■ Check your understanding ■
a - Can you repeat the part of the porphyria passage word for word, beginning at the words "Liver transplantation may" and stopping after the words "a 10-year follow-up."?
b - Does the porphyria passage agree with each statement below? Answer yes or no for each and quote the deciding words of the passage.
(i) The first screening test for any acute porphyria is a spot urine test for porphobilinogen.
(ii) Liver transplantation reverses the enzyme defect in EPP.
(iii) Seven patients needed re-transplantation.

*** Extract provided ***

Diagnosis of porphyrias is often delayed, but the first screening test for any acute porphyria is a spot urine testing for porphobilinogen (PBG), according to the review. A normal urinary level of PBG (0 mg/L-4 mg/L) is sought to conclude that acute porphyria is not present. Common porphyrias are EPP, porphyria cutanea tarda (PCT) and AIP.

Liver transplantation may be needed for end-stage liver disease secondary to porphyria such as in EPP or for refractory neurovisceral symptoms as in AIP. While the liver transplantation reverses the enzyme defect in AIP, this is not the case in EPP as the dominant site of enzyme defect is in the erythroid cells. According to previous research, since 1980, there have been 62 transplants in 50 EPP cases performed throughout the United States, Europe and Asia. Approximately half required specific pre-transplant measures due to EPP crises or acute liver failure. Previous studies revealed that of those 62 transplants, re-transplantation was needed among seven patients. Post-transplantation survival rates ranged from 47% to 66% at a 10-year follow-up.

*** End of Extract provided ***
*** Given entries ***

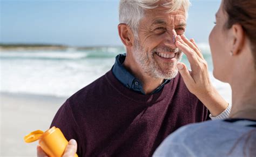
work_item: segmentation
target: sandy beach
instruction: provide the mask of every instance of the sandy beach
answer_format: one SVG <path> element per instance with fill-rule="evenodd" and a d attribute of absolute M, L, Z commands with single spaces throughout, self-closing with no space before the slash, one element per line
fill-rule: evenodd
<path fill-rule="evenodd" d="M 27 144 L 24 135 L 49 128 L 67 98 L 0 93 L 1 156 L 36 156 L 38 142 Z"/>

*** End of Given entries ***

■ Solution set ■
a -
Liver transplantation may be needed for end-stage liver disease secondary to porphyria such as in EPP or for refractory neurovisceral symptoms as in AIP. While the liver transplantation reverses the enzyme defect in AIP, this is not the case in EPP as the dominant site of enzyme defect is in the erythroid cells. According to previous research, since 1980, there have been 62 transplants in 50 EPP cases performed throughout the United States, Europe and Asia. Approximately half required specific pre-transplant measures due to EPP crises or acute liver failure. Previous studies revealed that of those 62 transplants, re-transplantation was needed among seven patients. Post-transplantation survival rates ranged from 47% to 66% at a 10-year follow-up.

b -
(i) Yes: "the first screening test for any acute porphyria is a spot urine testing for porphobilinogen (PBG)"
(ii) No: "this is not the case in EPP as the dominant site of enzyme defect is in the erythroid cells"
(iii) Yes: "re-transplantation was needed among seven patients"